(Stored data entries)
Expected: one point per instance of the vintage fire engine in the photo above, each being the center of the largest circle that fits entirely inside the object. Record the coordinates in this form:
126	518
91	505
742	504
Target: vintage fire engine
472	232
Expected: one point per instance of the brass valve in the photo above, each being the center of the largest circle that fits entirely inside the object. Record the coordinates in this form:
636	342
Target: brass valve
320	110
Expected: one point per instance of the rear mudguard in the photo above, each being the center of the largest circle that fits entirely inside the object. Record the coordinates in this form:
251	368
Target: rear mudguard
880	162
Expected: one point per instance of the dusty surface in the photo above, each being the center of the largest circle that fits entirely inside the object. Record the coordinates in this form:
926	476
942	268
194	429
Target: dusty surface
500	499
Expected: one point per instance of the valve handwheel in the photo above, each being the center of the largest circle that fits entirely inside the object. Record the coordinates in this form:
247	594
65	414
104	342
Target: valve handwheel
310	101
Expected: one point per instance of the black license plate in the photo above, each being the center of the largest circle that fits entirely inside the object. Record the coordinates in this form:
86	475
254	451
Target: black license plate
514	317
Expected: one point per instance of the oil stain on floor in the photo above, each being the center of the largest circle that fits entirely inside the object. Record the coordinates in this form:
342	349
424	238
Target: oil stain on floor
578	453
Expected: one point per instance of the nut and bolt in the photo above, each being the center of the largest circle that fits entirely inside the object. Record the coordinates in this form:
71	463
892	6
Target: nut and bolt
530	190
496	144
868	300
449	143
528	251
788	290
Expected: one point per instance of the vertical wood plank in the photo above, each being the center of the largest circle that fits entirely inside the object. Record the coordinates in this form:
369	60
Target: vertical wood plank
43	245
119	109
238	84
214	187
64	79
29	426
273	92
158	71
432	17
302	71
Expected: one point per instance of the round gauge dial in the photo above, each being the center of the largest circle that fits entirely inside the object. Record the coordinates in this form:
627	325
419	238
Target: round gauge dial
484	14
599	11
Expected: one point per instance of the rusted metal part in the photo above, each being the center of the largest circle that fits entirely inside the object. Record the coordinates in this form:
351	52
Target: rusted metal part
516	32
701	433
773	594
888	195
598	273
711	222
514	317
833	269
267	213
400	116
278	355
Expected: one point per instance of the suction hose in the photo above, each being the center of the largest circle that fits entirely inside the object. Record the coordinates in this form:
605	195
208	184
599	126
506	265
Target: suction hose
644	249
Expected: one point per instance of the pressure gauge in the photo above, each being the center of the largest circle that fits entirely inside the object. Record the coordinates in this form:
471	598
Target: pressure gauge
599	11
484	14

• _What the exercise asks_
All of the data above should be reproduced word for word.

• _Exercise result_
Expected: one point per instance of the vintage fire engine in the photo above, each being the center of the largest circle that fits entirely inside the object. Record the coordinates in this form:
126	518
91	505
742	504
Target: vintage fire engine
472	232
Expected: one point per instance of the brass valve in the photo above, each being the center of the largest circle that fits entirely inside the object. Record the coordinates in this form:
636	342
Target: brass valve
320	110
Expected: one point per instance of the rear mudguard in the photo above, each being the center of the largest circle that fits entirely inside the object. Record the coordinates in this form:
251	368
Target: rear mudguard
880	162
Expected: one point per instance of the dusty surface in the photo above, each being the center of the largest circle that fits entirely inside the object. Record the coordinates in this form:
926	476
942	268
194	429
Target: dusty surface
500	499
Expected: one point per instance of the valve handwheel in the photo above, each being the center of the largest circle that fits entirely inside the object. Record the coordinates in this form:
247	594
65	414
104	342
Target: valve handwheel
310	101
Expected: one point per instance of the black license plate in the photo above, each being the center of the largest circle that fits entirely inside the object. Record the coordinates in this form:
86	475
254	451
Target: black license plate
514	317
Expected: one point per instance of the oil stain on floor in the photo above, each being the center of the largest circle that fits entirely inside the object. Record the coordinates in this form:
342	349
424	238
Target: oil stain on floor
578	453
Expected: one point per instance of the nut and bolt in the photo above, each being the center of the largest circle that fits entirely inside the object. Record the coordinates in this form:
71	463
892	6
Target: nut and bolt
530	190
496	144
868	300
449	143
528	251
788	290
Expected: one point per instance of the vertical wood plank in the photo above, each being the center of the largest circle that fits entirely inside the object. Record the coordinates in this form:
369	60
Target: vertical wood plank
43	245
119	109
238	84
214	187
64	79
29	426
273	92
158	71
432	17
302	71
Expected: one point per instance of the round gauge dial in the photo above, each being the center of the largest circle that fits entirely inside the object. Record the coordinates in this form:
627	325
419	238
Target: round gauge dial
484	14
599	11
Expected: one point per instance of the rusted metal part in the photo above, each being the center of the largest circle that fits entirely inside the object. Record the coordinates in this form:
351	52
Target: rusted metal part
516	32
701	433
773	594
888	195
598	273
711	222
514	317
833	269
267	213
400	116
278	355
Expected: one point per instance of the suction hose in the photo above, each being the center of the largest circle that fits entirely inside the object. Record the coordinates in this form:
605	195
208	184
599	126
506	265
Target: suction hose
644	249
Expected: one point per instance of the pressure gauge in the photo above, each being the center of the largest circle that fits entirely inside the object. Record the coordinates in this form:
471	598
Target: pressure gauge
599	11
484	14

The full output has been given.